--- Problems to solve ---
**1)** In the post about the identify-that-quote contest, which organization is Daryl Ditz with?
**2)** Pick up the post about the identify-that-quote contest after its final sentence and keep writing.

BEGIN Text passage

Richard Denison, Ph.D., is a Senior Scientist.
The “identify-that-quote” contest I posted yesterday attracted quite a few responses, some as comments on the post, others in emails to me. Most people were on the right track in thinking that it was said decades ago, though one guess was of someone in the last decade. (I have to agree it does read like something EU Commissioner Margot Wallstrom might have said.)
If this were a popularity contest, the hands-down winner would be Rachel Carson. Some said it must have come from Silent Spring, others from her 1963 Congressional testimony.
U.S. Presidents scored well, with Ford, Johnson and Nixon each getting at least one vote, and a couple more people suggesting their speechwriters or people close to them.
Several others got even warmer by zeroing in on the early days of EPA. Inaugural EPA Administrator Bill Ruckelshaus got a couple votes.
There were three correct votes, however. One was from the very first responder, within minutes of my posting. He first emailed me, “I know, I know!” I encouraged him to post a comment, which he did: “Sounds like former EPA Administrator Russel Train, circa 1976!” said Daryl Ditz of the Center for International Environmental Law (a certified TSCA-geek for sure).
Daryl’s correct response was followed a few hours later by a mystery commenter who identified himself only as “RB.” RB said “EPA Administrator Russel Train – 1976 – The year the Toxic Substance Control Act was passed.”
And then just a few hours ago, a third correct response, from Roger McFadden of Staples: “Prophetic words of EPA Administrator Train in 1976 and now it is 2010. It is time to take action and stop the ‘chemical roulette’.”

END Text passage
BEGIN Supplied data

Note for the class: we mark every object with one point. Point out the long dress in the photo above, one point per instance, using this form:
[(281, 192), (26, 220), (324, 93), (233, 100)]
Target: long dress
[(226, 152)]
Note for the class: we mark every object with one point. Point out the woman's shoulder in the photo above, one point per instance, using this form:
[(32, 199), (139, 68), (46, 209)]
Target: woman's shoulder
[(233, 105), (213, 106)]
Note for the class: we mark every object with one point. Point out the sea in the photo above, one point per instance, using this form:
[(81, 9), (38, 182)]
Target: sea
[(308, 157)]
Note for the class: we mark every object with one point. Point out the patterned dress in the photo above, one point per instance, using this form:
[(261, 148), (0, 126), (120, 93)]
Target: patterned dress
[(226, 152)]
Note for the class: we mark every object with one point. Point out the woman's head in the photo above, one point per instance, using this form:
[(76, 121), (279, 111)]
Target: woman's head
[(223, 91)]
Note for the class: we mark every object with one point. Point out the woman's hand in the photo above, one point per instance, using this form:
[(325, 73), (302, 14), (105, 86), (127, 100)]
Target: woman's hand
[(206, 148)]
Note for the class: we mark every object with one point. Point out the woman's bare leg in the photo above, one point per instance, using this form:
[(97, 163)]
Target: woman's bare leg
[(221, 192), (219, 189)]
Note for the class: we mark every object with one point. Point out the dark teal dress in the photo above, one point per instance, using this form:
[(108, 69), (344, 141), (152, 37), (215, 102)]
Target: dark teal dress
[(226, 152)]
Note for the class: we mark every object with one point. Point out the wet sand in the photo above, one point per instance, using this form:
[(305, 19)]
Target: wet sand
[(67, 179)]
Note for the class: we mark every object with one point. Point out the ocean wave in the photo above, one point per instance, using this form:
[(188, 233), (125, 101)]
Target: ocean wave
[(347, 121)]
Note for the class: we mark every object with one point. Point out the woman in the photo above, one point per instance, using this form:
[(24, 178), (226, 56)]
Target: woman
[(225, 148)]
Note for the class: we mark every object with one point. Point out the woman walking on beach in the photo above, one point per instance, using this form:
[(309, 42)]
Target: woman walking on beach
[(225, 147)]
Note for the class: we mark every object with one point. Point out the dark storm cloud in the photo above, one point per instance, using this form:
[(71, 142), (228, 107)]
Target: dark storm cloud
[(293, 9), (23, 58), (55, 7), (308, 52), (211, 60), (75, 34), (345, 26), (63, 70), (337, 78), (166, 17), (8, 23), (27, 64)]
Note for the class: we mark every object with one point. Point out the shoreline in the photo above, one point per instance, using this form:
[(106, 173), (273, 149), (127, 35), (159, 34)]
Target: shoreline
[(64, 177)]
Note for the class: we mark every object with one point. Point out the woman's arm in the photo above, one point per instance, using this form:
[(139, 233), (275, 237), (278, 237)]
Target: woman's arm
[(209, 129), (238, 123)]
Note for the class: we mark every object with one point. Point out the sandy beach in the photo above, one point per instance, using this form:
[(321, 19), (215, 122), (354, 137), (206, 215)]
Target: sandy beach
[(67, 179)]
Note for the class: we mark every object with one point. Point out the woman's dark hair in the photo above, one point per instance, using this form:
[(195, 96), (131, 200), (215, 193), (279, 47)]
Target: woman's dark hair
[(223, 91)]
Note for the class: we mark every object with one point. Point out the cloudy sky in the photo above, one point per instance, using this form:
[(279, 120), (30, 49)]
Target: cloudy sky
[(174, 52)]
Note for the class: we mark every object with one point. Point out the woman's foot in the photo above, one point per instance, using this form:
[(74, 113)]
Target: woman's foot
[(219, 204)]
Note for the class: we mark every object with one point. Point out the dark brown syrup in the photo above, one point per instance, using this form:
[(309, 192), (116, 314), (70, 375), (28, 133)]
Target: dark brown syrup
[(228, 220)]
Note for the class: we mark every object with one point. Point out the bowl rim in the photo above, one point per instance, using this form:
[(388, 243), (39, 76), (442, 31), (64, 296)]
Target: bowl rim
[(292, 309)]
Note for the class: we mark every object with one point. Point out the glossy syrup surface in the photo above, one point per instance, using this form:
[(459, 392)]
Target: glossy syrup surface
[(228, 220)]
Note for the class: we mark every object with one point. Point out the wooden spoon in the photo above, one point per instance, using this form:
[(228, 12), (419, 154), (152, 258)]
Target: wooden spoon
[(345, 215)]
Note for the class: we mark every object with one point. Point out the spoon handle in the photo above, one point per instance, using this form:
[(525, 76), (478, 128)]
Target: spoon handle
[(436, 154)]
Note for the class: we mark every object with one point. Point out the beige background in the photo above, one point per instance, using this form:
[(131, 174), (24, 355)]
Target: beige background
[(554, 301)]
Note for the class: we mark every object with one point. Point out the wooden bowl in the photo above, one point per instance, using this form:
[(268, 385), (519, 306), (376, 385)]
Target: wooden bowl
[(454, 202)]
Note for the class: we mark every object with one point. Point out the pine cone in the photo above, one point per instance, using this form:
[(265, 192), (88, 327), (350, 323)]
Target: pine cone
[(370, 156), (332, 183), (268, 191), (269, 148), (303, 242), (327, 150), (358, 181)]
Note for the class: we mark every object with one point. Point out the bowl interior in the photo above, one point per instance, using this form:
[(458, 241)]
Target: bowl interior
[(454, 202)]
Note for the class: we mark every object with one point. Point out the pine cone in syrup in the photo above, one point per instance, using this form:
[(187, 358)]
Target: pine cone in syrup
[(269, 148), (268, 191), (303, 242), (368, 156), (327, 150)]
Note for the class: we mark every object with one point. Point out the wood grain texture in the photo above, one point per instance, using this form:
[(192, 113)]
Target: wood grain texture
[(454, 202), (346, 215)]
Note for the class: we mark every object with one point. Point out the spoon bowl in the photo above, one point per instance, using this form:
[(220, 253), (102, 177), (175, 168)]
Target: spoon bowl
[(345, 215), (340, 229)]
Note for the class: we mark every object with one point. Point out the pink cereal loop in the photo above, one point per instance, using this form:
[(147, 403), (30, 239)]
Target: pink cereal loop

END Supplied data

--- Solved tasks ---
**1)** The Center for International Environmental Law.

**2)**
While the first two winners don’t appear to know how to spell Russell, I’ll overlook that and offer congratulations to them and our other winner. Russell Train served as the second EPA Administrator, serving under both Nixon and Ford from 1973 to 1977.
The first citation of this quote I could find is in an article from the New York Times News Service that ran in the Lexington, NC Dispatch on May 27, 1976, a few months before the signing of the Toxic Substances Control Act by President Ford on October 11, apparently quoting from a speech Train gave at the National Press Club.
The Pittsburgh Press on December 8, 1976 ran an article further quoting Train, presumably a further excerpt from the same speech:
“We not only don’t know whether what’s going on out there is dangerous – we don’t even know what’s going on out there.”
Though uttered before its passage, I know of no better statement of the dual failings of TSCA.
2 Comments
What a good idea for the blog! I had to look it up yesterday–was thinking someone like Rachel Carson, but clearly off-target.
Great contest, Richard. I’m going to work that quote into every thing I can!